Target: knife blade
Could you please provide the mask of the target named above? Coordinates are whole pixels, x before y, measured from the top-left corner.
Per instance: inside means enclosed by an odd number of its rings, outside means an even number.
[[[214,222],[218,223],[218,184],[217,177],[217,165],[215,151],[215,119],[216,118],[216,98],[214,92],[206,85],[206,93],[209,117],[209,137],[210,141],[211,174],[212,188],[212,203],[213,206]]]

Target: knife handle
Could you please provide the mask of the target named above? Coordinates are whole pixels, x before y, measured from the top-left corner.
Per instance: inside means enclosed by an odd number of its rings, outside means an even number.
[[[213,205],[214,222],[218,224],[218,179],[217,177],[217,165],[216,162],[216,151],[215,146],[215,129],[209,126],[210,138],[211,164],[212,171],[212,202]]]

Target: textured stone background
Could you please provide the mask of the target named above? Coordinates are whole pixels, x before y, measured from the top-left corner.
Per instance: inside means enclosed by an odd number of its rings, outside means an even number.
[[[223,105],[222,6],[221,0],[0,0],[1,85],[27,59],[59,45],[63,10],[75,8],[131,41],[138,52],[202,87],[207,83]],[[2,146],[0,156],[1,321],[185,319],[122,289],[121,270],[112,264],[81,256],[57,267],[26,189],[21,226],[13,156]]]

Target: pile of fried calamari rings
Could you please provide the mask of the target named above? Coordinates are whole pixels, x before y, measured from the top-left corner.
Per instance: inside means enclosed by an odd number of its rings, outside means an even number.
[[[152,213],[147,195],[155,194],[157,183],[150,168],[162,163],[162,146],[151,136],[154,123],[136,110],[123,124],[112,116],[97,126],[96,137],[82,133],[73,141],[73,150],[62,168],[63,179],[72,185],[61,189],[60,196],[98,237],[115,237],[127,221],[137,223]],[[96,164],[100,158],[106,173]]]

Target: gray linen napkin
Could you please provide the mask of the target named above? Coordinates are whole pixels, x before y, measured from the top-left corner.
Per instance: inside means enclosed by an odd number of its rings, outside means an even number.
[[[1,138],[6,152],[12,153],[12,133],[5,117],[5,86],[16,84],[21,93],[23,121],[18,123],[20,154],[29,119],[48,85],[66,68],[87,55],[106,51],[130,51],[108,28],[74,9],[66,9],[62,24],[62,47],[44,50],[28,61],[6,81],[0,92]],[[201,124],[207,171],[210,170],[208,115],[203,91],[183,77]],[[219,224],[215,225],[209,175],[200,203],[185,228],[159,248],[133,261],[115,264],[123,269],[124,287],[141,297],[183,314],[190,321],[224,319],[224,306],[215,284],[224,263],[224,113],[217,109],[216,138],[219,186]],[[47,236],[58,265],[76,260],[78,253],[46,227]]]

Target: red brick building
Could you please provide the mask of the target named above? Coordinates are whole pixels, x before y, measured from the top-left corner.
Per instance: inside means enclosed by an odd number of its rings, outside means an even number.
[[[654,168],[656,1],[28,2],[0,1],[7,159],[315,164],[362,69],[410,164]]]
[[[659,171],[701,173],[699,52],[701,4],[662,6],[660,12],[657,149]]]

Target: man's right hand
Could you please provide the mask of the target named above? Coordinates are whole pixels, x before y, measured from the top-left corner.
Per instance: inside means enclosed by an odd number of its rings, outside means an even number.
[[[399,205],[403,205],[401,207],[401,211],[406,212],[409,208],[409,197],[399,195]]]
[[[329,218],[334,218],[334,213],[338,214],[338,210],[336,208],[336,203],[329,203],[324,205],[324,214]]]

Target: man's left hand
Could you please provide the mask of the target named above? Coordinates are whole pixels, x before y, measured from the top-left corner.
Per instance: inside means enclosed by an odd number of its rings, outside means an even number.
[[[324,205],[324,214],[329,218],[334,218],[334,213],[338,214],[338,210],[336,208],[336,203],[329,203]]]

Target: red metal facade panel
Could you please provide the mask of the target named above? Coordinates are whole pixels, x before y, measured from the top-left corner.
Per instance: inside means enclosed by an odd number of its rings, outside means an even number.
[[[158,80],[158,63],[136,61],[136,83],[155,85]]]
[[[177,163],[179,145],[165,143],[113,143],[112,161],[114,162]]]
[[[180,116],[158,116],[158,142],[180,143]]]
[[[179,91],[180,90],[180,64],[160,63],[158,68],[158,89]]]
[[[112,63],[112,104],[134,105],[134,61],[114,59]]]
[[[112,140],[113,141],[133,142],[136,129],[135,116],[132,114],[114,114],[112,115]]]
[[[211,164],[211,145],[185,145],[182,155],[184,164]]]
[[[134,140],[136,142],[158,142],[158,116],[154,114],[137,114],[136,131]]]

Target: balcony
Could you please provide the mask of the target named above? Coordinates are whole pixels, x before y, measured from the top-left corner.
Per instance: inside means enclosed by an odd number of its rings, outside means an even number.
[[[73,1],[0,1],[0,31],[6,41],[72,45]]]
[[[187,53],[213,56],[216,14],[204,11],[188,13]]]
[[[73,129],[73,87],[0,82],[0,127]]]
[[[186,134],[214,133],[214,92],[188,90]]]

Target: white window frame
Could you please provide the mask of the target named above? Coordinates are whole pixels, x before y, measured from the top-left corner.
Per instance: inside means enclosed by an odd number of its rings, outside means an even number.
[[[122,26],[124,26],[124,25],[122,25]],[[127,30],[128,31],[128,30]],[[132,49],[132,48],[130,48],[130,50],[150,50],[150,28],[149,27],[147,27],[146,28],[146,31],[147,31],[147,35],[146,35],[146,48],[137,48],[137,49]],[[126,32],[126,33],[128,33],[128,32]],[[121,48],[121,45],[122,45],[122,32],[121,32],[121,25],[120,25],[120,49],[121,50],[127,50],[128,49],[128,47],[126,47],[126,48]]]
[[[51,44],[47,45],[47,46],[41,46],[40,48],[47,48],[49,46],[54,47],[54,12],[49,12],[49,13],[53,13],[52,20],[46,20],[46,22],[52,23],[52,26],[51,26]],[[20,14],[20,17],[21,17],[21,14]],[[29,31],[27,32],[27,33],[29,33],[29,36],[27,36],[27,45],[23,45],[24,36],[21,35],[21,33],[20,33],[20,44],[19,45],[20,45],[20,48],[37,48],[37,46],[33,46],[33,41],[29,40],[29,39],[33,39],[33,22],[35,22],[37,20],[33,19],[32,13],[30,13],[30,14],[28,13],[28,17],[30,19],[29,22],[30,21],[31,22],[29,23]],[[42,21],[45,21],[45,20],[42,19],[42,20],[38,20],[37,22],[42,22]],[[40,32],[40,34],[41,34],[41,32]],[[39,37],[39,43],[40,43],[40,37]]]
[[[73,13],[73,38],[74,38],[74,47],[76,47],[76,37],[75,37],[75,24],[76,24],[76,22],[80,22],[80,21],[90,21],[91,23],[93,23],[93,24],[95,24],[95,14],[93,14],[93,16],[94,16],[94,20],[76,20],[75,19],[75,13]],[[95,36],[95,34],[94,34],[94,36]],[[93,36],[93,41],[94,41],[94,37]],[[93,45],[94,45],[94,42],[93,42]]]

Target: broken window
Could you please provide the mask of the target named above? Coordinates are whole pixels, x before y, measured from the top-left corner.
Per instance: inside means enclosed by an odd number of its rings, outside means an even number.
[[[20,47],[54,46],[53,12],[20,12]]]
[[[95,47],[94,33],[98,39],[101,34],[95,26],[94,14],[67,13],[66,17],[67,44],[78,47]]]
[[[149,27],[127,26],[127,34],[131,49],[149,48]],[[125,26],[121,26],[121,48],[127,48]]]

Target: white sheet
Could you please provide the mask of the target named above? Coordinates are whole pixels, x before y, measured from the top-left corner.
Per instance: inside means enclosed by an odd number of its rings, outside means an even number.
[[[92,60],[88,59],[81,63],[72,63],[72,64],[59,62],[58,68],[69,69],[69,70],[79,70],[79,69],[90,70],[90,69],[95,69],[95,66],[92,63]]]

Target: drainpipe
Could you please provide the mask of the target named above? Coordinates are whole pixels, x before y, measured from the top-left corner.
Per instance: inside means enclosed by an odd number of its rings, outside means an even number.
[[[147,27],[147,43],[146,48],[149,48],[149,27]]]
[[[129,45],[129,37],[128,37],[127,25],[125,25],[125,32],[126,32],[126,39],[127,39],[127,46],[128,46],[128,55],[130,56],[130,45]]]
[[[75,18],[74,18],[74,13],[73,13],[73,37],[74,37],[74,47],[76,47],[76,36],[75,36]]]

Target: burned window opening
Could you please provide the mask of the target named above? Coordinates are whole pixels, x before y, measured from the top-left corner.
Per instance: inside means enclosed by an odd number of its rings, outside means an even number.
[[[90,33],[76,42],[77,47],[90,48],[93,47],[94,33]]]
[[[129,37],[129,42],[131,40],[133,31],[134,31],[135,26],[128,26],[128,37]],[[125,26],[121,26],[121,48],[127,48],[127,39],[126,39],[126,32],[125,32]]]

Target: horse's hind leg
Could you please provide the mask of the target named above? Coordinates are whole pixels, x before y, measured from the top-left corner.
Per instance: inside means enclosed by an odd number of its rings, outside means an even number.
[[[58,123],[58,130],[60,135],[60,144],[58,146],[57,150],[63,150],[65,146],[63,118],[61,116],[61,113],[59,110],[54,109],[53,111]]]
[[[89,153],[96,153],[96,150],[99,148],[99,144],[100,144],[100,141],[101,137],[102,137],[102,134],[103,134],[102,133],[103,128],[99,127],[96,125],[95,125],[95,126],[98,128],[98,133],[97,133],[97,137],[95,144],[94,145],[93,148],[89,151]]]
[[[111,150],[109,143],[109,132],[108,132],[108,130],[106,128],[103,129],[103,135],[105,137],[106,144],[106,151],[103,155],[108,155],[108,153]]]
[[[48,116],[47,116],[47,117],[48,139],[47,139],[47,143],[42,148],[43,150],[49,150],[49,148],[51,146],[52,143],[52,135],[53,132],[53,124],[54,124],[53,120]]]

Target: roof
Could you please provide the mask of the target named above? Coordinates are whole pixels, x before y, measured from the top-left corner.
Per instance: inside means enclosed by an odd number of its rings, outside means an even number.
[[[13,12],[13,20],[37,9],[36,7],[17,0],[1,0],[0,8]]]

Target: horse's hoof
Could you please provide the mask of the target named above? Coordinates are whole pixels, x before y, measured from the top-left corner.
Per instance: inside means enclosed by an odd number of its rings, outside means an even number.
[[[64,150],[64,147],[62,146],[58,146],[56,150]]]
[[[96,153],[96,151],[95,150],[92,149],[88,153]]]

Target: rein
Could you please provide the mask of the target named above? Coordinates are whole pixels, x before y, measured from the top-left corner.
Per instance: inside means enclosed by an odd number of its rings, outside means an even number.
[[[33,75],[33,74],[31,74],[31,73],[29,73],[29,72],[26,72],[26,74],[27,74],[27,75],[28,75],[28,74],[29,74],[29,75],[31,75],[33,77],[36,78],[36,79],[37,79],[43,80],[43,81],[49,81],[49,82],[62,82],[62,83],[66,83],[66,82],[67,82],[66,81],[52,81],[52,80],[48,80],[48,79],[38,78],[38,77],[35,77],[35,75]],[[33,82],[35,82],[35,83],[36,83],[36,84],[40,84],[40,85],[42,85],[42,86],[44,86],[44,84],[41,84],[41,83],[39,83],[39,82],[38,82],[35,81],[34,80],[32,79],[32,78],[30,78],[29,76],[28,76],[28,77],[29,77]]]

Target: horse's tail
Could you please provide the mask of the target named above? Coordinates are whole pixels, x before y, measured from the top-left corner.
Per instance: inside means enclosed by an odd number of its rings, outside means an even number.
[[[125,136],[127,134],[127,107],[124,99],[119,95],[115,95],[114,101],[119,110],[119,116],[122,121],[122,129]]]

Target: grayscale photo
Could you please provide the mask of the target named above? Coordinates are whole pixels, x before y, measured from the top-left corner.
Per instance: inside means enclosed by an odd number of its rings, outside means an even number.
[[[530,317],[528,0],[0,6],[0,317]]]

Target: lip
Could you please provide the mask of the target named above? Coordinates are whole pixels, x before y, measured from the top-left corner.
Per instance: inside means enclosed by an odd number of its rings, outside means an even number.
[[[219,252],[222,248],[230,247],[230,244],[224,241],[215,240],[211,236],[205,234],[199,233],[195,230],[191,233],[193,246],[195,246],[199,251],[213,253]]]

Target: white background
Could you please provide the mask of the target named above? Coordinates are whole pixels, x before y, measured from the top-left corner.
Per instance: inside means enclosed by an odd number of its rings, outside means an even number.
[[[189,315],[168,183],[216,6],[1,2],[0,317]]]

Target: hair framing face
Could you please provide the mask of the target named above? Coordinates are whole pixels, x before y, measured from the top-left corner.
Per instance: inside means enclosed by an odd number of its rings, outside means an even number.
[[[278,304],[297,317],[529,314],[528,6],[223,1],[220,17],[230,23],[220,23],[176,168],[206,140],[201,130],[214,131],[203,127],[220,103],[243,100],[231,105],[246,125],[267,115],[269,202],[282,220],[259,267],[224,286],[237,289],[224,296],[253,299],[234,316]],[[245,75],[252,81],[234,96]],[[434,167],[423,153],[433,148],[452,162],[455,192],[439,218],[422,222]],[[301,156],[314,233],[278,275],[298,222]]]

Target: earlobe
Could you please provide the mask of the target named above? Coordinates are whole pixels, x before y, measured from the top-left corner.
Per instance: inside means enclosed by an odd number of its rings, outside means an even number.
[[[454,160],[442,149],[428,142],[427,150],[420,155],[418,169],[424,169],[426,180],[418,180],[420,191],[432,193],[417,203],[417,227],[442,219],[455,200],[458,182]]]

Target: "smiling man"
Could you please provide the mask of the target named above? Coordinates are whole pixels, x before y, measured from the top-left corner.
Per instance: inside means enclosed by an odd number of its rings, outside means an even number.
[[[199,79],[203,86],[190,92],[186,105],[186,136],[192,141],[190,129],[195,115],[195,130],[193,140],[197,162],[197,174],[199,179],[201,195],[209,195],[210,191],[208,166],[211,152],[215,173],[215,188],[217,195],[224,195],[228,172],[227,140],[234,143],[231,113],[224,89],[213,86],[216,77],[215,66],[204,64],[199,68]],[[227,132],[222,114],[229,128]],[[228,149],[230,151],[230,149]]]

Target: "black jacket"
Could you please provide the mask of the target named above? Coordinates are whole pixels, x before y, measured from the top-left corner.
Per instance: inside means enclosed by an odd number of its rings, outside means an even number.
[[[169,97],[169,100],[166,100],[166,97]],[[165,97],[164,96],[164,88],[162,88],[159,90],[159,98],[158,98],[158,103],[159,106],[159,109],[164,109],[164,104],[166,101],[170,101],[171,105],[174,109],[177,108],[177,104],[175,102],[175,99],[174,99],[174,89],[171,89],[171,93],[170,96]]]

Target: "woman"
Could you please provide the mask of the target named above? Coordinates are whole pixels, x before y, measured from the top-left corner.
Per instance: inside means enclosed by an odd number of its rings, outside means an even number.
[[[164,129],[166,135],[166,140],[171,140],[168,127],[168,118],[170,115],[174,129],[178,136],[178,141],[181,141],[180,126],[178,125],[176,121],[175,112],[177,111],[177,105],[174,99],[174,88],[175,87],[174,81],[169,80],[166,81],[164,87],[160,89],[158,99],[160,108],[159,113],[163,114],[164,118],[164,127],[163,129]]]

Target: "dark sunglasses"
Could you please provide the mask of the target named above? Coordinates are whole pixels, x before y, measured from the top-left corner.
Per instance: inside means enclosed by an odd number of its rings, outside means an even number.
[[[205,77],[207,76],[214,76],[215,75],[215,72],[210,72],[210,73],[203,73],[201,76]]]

- - -

List every line of the material that contains the string "window".

Answer for the task:
Target: white window frame
Target: broken window
Target: burned window opening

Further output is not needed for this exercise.